-- Task to carry out --
Would you print the whole listing again, exactly?

-- The input --

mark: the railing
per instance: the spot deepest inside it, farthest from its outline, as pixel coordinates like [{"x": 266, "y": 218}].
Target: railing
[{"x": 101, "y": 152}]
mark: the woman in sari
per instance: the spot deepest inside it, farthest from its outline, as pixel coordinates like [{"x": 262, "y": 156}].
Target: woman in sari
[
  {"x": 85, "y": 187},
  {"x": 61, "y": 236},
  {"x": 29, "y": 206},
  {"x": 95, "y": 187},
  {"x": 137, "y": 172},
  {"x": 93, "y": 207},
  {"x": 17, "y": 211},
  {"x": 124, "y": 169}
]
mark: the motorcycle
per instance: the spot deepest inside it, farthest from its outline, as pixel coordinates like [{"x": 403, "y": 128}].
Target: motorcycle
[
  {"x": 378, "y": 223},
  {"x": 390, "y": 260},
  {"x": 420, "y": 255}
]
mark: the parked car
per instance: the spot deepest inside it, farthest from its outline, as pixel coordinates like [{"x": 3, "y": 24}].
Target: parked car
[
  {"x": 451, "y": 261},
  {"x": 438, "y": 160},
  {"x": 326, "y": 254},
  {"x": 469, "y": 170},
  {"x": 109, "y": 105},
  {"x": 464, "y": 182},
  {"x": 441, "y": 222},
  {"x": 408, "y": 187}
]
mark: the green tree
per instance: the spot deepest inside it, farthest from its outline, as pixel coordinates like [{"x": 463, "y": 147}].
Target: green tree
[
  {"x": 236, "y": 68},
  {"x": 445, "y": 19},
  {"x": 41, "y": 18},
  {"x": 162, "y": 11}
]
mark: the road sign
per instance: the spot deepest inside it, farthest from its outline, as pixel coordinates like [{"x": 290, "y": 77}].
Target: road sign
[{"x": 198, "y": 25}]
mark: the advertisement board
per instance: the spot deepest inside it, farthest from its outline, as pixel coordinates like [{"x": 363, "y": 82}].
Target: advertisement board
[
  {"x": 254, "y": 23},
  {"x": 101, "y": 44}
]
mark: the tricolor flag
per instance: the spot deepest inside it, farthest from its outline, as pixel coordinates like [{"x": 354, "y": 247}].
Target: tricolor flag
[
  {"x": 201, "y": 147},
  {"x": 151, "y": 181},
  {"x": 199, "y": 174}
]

-- Solved problem --
mark: the railing
per instance: the spot deepest inside it, farthest from its outline, as pixel coordinates like [{"x": 266, "y": 218}].
Target: railing
[{"x": 101, "y": 152}]
mark: the woman in sari
per instance: the spot deepest inside it, farthest from its outline, as pixel coordinates like [{"x": 262, "y": 156}].
Target: woman in sari
[
  {"x": 85, "y": 187},
  {"x": 61, "y": 236},
  {"x": 29, "y": 206},
  {"x": 95, "y": 187},
  {"x": 137, "y": 172},
  {"x": 93, "y": 207},
  {"x": 17, "y": 211},
  {"x": 124, "y": 169}
]
mark: the motorcycle
per instance: the spot deepest inside it, farthest from its outline, as pixel coordinates like [{"x": 403, "y": 128}].
Target: motorcycle
[
  {"x": 378, "y": 223},
  {"x": 390, "y": 260},
  {"x": 420, "y": 255}
]
mark: the parked car
per instance: the spot deepest inside it, farthest from its outline, as pixel coordinates like [{"x": 3, "y": 24}].
Target: parked car
[
  {"x": 451, "y": 261},
  {"x": 438, "y": 160},
  {"x": 326, "y": 254},
  {"x": 469, "y": 170},
  {"x": 109, "y": 105},
  {"x": 464, "y": 182},
  {"x": 441, "y": 222},
  {"x": 408, "y": 187}
]
mark: the green tree
per instance: the spot deepest inside it, farthest from its outline, as pixel coordinates like [{"x": 463, "y": 147}].
Target: green tree
[
  {"x": 236, "y": 68},
  {"x": 445, "y": 19},
  {"x": 41, "y": 18},
  {"x": 162, "y": 11}
]
mark: the road sign
per instance: the spot deepest inside it, farthest from its outline, as pixel coordinates like [{"x": 290, "y": 77}].
Target: road sign
[{"x": 198, "y": 25}]
mark: the advertisement board
per instance: the spot deepest inside it, farthest from its outline, as pixel coordinates like [{"x": 363, "y": 82}].
Target: advertisement board
[
  {"x": 254, "y": 23},
  {"x": 101, "y": 44}
]
mark: the tricolor flag
per instance: the spot deepest inside it, farthest from its outline, as pixel coordinates like [{"x": 354, "y": 247}].
Target: tricolor flag
[
  {"x": 201, "y": 147},
  {"x": 151, "y": 181},
  {"x": 199, "y": 174}
]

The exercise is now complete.